Instructions |
(a) Please answer these questions using the passage on quitting:
(i) What two physical effects did the writer notice before quitting?
(ii) What does society teach us, according to the passage on quitting?
(iii) What is the first thing the passage on quitting advises asking yourself?
(b) Using the passage on quitting, explain why quitting can bring on guilt.
(c) Carry on the passage on quitting from its final sentence.

Supplied text |
As time went by, my body started to show the effects of the negativity in my office. I had trouble sleeping and felt nauseous every morning on my way to work. I watched the clock several times a day, wishing for the day to speed up so I could finally go home.

That’s when I decided to quit.

You might be toying with the idea of leaving a job, a project, or a relationship. You might have already left. When you quit something that is not serving you, you take a healthy step toward joy and fulfillment

But that’s not the end of the story. Quitting can produce a fair amount of guilt. Why? Because our society teaches us to “never give up.” If we’re “quitters,” we are supposed to feel bad about ourselves.

How to do what is right for you without experiencing guilt or shame?

Ask yourself if you’ve exhausted all resources.

Did you express your feelings about the negative situation? Did you take a good look at the role you played in what happened?

Dataset extract |

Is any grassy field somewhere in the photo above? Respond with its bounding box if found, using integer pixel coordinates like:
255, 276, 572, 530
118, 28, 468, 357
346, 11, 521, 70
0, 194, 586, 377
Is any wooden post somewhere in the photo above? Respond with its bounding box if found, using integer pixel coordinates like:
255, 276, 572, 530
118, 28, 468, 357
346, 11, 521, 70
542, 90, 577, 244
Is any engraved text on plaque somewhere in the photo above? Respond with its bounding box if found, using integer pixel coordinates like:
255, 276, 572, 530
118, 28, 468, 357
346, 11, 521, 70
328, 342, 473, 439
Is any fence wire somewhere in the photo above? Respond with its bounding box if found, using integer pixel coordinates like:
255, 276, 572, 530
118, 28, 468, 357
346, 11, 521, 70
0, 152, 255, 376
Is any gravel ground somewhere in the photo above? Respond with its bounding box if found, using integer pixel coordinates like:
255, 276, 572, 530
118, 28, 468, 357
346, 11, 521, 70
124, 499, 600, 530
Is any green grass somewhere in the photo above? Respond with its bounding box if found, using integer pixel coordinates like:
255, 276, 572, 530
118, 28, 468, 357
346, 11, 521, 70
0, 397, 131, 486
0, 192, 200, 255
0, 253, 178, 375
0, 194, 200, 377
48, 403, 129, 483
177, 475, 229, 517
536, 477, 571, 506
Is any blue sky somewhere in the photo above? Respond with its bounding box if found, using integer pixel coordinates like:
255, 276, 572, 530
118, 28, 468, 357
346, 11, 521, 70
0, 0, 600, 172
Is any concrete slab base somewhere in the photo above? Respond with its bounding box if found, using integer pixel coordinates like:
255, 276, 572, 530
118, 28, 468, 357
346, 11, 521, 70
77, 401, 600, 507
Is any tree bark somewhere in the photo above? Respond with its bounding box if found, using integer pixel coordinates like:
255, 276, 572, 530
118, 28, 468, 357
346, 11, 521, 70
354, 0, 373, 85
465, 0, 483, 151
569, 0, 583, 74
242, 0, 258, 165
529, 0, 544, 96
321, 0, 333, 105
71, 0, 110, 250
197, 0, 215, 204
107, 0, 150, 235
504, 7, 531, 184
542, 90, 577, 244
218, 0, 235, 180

Numbered responses |
(a)
(i) Trouble sleeping and nausea every morning on the way to work.
(ii) To "never give up."
(iii) Whether you've exhausted all resources.

(b) Quitting can produce guilt because society teaches us to "never give up." As a result, people who quit are supposed to feel bad about themselves.

(c)
After months of tolerating a toxic work environment and trying to change the situation, nothing changed. I realized the only action I could control was my own, and I left. I felt at peace because I knew I had done everything I could to make the job work.

Take some time alone to contemplate your situation and what you have done to improve it. You’ll know whether you’ve run out of resources.

Determine why you are quitting.

It’s easy to give up because of fear of the unknown, because someone said you should quit, or because what you want to pursue is “too difficult.”

If you leave your marriage because it’s “too difficult” to work things out with your spouse, or you stop writing because your mother said you’ll be another starving author, you might not only be making a decision you’ll regret, but you’ll be more likely to be plagued by guilt.

Two of my top values are health and respect. It was clear to me that my work environment had violated both, so I felt free to quit.

Push aside fear, negative self-talk, and outside influences. Are you in an environment, project, or relationship that violates your values? If so, you know you can leave without guilt.

Avoid explaining yourself.

I tried to explain to those around me why I was leaving my seemingly perfect job, and I quickly learned I had made a mistake. Telling your friends and relatives why you quit opens the door to argument and criticism.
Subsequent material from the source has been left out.